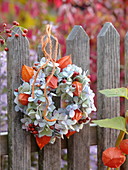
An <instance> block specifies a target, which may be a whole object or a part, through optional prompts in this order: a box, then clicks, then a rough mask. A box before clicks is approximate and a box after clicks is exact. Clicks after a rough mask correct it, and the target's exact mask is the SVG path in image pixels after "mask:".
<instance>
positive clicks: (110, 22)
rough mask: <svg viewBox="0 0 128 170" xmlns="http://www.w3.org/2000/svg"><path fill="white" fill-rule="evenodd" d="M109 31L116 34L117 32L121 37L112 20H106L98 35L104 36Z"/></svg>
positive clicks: (116, 33)
mask: <svg viewBox="0 0 128 170" xmlns="http://www.w3.org/2000/svg"><path fill="white" fill-rule="evenodd" d="M109 32H111V33H112V32H113V33H114V34H116V35H117V36H118V37H120V35H119V33H118V31H117V30H116V28H115V27H114V26H113V24H112V23H111V22H106V23H105V24H104V26H103V28H102V29H101V31H100V32H99V34H98V37H102V36H105V35H106V34H107V33H109Z"/></svg>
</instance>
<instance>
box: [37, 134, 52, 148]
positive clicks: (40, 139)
mask: <svg viewBox="0 0 128 170" xmlns="http://www.w3.org/2000/svg"><path fill="white" fill-rule="evenodd" d="M50 139H51V137H50V136H42V137H41V138H39V137H38V136H36V143H37V145H38V146H39V148H40V150H41V149H42V148H43V147H44V146H45V145H47V144H48V143H49V141H50Z"/></svg>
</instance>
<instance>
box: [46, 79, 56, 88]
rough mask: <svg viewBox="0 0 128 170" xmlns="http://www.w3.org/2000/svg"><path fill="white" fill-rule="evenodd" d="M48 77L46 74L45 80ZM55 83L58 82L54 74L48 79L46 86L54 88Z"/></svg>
mask: <svg viewBox="0 0 128 170" xmlns="http://www.w3.org/2000/svg"><path fill="white" fill-rule="evenodd" d="M49 79H50V76H48V77H47V78H46V82H48V81H49ZM57 83H58V78H57V77H56V76H52V78H51V79H50V81H49V82H48V86H49V87H51V88H53V89H55V88H57Z"/></svg>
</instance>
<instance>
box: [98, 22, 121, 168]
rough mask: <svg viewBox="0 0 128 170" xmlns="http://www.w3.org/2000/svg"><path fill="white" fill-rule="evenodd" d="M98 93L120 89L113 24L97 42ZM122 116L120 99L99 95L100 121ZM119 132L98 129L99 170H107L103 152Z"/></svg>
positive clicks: (103, 32) (111, 142)
mask: <svg viewBox="0 0 128 170" xmlns="http://www.w3.org/2000/svg"><path fill="white" fill-rule="evenodd" d="M97 48H98V49H97V69H98V78H97V81H98V82H97V86H98V91H99V90H102V89H110V88H116V87H120V51H119V50H120V36H119V34H118V32H117V31H116V29H115V28H114V26H113V25H112V24H111V23H105V24H104V26H103V28H102V29H101V31H100V33H99V35H98V41H97ZM119 115H120V102H119V98H118V97H113V98H107V97H105V96H104V95H102V94H100V93H98V113H97V118H98V119H104V118H112V117H115V116H119ZM117 133H118V132H117V130H113V129H104V128H100V127H99V128H98V136H97V142H98V169H99V170H105V166H104V165H103V163H102V160H101V157H102V152H103V151H104V150H105V149H106V148H108V147H112V146H114V145H115V141H116V138H117Z"/></svg>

****************

◆ **WORK INSTRUCTIONS**: Can the lines from the start of the records through the line with "93L120 89L113 24L97" be given again exactly, with the pictures left out?

◆ **SOLUTION FOR THIS TASK**:
An <instance> block specifies a target, which may be a whole object or a part, through optional prompts in this order: a box, then clicks, then a rough mask. A box before clicks is approximate and a box after clicks is exact. Clicks after a rough mask correct it, and the target's exact mask is the SVG path in image pixels after "mask:".
<instance>
positive clicks: (110, 22)
rough mask: <svg viewBox="0 0 128 170" xmlns="http://www.w3.org/2000/svg"><path fill="white" fill-rule="evenodd" d="M109 31L116 34L117 32L121 37L112 20H106L98 35L104 36Z"/></svg>
positive clicks: (116, 33)
mask: <svg viewBox="0 0 128 170" xmlns="http://www.w3.org/2000/svg"><path fill="white" fill-rule="evenodd" d="M109 32H111V33H112V32H113V33H114V34H116V35H117V36H118V37H120V35H119V33H118V31H117V30H116V28H115V27H114V26H113V24H112V23H111V22H106V23H105V24H104V26H103V28H102V29H101V31H100V32H99V34H98V37H102V36H105V35H106V34H107V33H109Z"/></svg>
</instance>
<instance>
box: [37, 134, 52, 148]
positive clicks: (40, 139)
mask: <svg viewBox="0 0 128 170" xmlns="http://www.w3.org/2000/svg"><path fill="white" fill-rule="evenodd" d="M50 139H51V137H50V136H42V137H41V138H39V137H38V136H36V143H37V145H38V146H39V148H40V150H41V149H42V148H43V147H44V146H45V145H47V144H48V143H49V141H50Z"/></svg>
</instance>
<instance>
box: [46, 79, 56, 88]
rough mask: <svg viewBox="0 0 128 170" xmlns="http://www.w3.org/2000/svg"><path fill="white" fill-rule="evenodd" d="M48 77L46 74L45 80ZM55 83L58 82L54 74L48 79L46 86L54 88Z"/></svg>
mask: <svg viewBox="0 0 128 170" xmlns="http://www.w3.org/2000/svg"><path fill="white" fill-rule="evenodd" d="M49 79H50V76H48V77H47V78H46V82H48V81H49ZM57 83H58V78H57V77H56V76H52V78H51V79H50V81H49V82H48V86H49V87H51V88H53V89H55V88H57Z"/></svg>
</instance>
<instance>
box: [98, 22, 121, 168]
rough mask: <svg viewBox="0 0 128 170" xmlns="http://www.w3.org/2000/svg"><path fill="white" fill-rule="evenodd" d="M98 93L120 89L113 24L97 42ZM122 116L120 99L99 95L100 121ZM119 132L98 129L99 170H107L103 152Z"/></svg>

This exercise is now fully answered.